>> start Record list

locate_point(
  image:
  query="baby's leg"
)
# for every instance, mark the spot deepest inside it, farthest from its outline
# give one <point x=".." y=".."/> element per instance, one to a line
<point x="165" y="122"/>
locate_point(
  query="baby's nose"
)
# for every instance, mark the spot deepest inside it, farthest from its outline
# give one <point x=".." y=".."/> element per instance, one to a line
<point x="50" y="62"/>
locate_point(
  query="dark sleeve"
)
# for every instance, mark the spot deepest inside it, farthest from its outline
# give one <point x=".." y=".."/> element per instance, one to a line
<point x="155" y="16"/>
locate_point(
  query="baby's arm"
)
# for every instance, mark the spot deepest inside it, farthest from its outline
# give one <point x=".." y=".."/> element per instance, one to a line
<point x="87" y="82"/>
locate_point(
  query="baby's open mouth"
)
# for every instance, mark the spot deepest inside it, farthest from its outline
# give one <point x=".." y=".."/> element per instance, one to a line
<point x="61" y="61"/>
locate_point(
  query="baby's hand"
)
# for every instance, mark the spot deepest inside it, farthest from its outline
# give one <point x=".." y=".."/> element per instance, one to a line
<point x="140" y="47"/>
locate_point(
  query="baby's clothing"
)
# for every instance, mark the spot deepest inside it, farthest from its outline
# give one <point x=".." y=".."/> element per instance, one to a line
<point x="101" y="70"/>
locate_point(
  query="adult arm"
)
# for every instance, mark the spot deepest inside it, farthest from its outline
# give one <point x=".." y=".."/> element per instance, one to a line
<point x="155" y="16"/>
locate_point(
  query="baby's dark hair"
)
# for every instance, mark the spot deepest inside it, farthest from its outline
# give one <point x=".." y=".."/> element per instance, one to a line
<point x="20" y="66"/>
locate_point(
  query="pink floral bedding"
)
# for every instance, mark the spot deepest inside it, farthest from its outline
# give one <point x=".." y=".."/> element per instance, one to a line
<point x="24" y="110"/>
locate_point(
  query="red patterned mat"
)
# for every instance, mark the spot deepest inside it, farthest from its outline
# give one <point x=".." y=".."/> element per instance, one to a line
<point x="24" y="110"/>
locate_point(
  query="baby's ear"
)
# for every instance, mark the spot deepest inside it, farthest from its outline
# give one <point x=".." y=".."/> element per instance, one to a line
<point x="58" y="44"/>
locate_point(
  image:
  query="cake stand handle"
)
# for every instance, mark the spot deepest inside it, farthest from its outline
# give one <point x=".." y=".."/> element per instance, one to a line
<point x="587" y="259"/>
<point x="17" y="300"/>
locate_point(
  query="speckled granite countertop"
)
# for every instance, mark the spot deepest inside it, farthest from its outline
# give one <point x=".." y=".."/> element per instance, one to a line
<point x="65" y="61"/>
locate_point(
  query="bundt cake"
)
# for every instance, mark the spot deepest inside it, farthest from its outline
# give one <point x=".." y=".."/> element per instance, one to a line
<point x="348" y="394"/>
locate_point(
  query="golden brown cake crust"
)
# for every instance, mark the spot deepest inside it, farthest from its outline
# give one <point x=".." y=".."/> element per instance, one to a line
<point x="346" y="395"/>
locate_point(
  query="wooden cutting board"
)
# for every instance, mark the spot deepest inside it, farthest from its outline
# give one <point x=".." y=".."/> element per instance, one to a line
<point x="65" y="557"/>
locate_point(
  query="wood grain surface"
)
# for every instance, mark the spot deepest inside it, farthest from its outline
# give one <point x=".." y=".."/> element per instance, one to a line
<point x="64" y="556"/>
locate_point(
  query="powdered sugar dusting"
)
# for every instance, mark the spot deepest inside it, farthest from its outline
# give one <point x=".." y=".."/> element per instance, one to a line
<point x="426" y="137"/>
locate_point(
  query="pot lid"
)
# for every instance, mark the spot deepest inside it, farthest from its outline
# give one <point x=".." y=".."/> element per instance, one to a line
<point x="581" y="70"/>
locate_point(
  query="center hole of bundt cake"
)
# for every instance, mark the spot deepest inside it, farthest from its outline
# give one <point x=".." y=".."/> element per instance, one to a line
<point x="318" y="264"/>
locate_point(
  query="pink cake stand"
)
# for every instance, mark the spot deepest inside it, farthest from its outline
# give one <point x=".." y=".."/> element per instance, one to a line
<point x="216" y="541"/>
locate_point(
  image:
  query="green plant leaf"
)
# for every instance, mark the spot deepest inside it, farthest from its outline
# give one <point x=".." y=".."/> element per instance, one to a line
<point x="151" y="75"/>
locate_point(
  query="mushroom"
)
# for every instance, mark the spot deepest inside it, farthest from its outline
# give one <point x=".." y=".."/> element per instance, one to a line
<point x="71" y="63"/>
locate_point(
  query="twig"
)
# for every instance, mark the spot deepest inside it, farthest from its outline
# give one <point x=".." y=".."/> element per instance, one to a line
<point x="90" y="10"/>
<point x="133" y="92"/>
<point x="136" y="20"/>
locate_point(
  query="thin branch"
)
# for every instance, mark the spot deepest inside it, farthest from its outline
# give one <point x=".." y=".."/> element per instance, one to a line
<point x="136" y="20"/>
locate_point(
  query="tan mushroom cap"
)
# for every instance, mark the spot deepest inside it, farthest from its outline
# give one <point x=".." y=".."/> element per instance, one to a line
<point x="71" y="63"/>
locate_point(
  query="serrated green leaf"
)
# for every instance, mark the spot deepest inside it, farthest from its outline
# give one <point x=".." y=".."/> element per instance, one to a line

>> end Record list

Aim of the exercise
Each line above must be reproduced exactly as it stands.

Correct answer
locate_point(
  image:
  query="baby's leg"
)
# for every instance, mark the spot deepest inside it, farthest from its outline
# give one <point x=".." y=".."/> element per instance, one to a line
<point x="165" y="122"/>
locate_point(
  query="baby's nose"
)
# for every instance, mark the spot deepest inside it, farthest from its outline
# give one <point x=".." y=".."/> element per instance, one to a line
<point x="50" y="62"/>
locate_point(
  query="dark sleeve"
)
# for every instance, mark the spot deepest inside it, farthest from its outline
# give one <point x=".." y=".."/> element per instance, one to a line
<point x="155" y="16"/>
locate_point(
  query="baby's arm"
)
# for every instance, mark the spot deepest inside it, farthest from its outline
# give one <point x=".." y=".."/> element per instance, one to a line
<point x="87" y="82"/>
locate_point(
  query="baby's open mouth"
)
# for every instance, mark the spot deepest inside it, farthest from its outline
# give one <point x=".." y=".."/> element per instance, one to a line
<point x="61" y="61"/>
locate_point(
  query="baby's hand"
)
# for every instance, mark the spot deepest inside it, farthest from its outline
# give one <point x=".." y=".."/> element per instance, one to a line
<point x="140" y="47"/>
locate_point(
  query="baby's clothing"
)
# for every instance, mark the spot deepest inside it, farthest from its outline
# give one <point x=".." y=".."/> element per instance, one to a line
<point x="101" y="70"/>
locate_point(
  query="adult arm"
)
# for every instance, mark the spot deepest inside it, farthest from its outline
# give one <point x=".." y=".."/> element per instance, one to a line
<point x="155" y="16"/>
locate_point(
  query="baby's dark hair"
)
# for every instance, mark the spot deepest inside it, farthest from its outline
# give one <point x=".." y=".."/> element per instance, one to a line
<point x="20" y="66"/>
locate_point(
  query="pink floral bedding"
)
# for every instance, mark the spot deepest inside it, farthest from its outline
# give one <point x=".." y=".."/> element per instance, one to a line
<point x="24" y="110"/>
locate_point(
  query="red patterned mat"
)
# for every instance, mark the spot deepest inside it, farthest from its outline
# give one <point x=".." y=".."/> element per instance, one to a line
<point x="24" y="110"/>
locate_point(
  query="baby's ear"
)
# for every instance, mark the spot deepest inside it, farthest from its outline
# give one <point x=".." y=".."/> element per instance, one to a line
<point x="58" y="44"/>
locate_point(
  image:
  query="cake stand handle"
)
# for every instance, mark the spot deepest inside it, farthest from its outline
# give one <point x=".." y=".."/> element per instance, one to a line
<point x="587" y="259"/>
<point x="17" y="300"/>
locate_point(
  query="speckled granite countertop"
)
# for every instance, mark the spot deepest inside it, farthest from its outline
# give one <point x=".." y=".."/> element per instance, one to a line
<point x="65" y="61"/>
locate_point(
  query="bundt cake"
)
# for every instance, mark the spot deepest inside it, farthest from its outline
# give one <point x=".." y=".."/> element per instance, one to a line
<point x="348" y="394"/>
locate_point(
  query="golden brown cake crust"
)
# for every instance, mark the spot deepest inside it, farthest from its outline
# give one <point x=".." y=".."/> element per instance, one to a line
<point x="346" y="395"/>
locate_point(
  query="wooden cutting board"
)
# for every instance, mark the spot deepest inside it, farthest from its outline
# give one <point x=".." y=".."/> element per instance, one to a line
<point x="65" y="557"/>
locate_point(
  query="wood grain surface"
)
# for every instance, mark the spot deepest inside it, farthest from its outline
# give one <point x=".." y=".."/> element per instance, one to a line
<point x="64" y="556"/>
locate_point(
  query="powdered sugar dusting"
)
# for every instance, mark the spot deepest inside it, farthest from its outline
# give one <point x=".." y=".."/> element per instance, one to a line
<point x="426" y="137"/>
locate_point(
  query="pot lid"
)
# for every instance, mark the spot deepest inside it, farthest from its outline
# give one <point x=".." y=".."/> element per instance, one to a line
<point x="581" y="70"/>
locate_point(
  query="center hole of bundt cake"
)
# for every instance, mark the spot deepest inside it, farthest from its outline
# give one <point x=".." y=".."/> element per instance, one to a line
<point x="318" y="264"/>
locate_point(
  query="pink cake stand"
)
# for every instance, mark the spot deepest inside it, farthest from its outline
# give one <point x=".." y=".."/> element per instance, one to a line
<point x="216" y="541"/>
locate_point(
  image:
  query="green plant leaf"
)
# for every instance, mark the spot deepest inside it, farthest from its outline
# give one <point x=".." y=".."/> element per instance, one to a line
<point x="151" y="75"/>
locate_point(
  query="mushroom"
)
# for every instance, mark the spot deepest inside it, farthest from its outline
# give one <point x=".." y=".."/> element per instance, one to a line
<point x="71" y="63"/>
locate_point(
  query="twig"
)
# for every instance, mark the spot deepest inside it, farthest from its outline
# give one <point x=".." y=".."/> element per instance, one to a line
<point x="90" y="10"/>
<point x="133" y="92"/>
<point x="136" y="20"/>
locate_point(
  query="thin branch"
)
# for every instance, mark the spot deepest inside it, farthest from its outline
# give one <point x=".." y=".."/> element per instance, one to a line
<point x="136" y="20"/>
locate_point(
  query="tan mushroom cap"
)
# for every instance, mark the spot deepest inside it, farthest from its outline
# give one <point x=".." y=".."/> element per instance, one to a line
<point x="71" y="63"/>
locate_point(
  query="serrated green leaf"
)
# for every instance, mark the spot deepest inside it, farthest from its outline
# give one <point x=".." y=".."/> element per instance, one to a line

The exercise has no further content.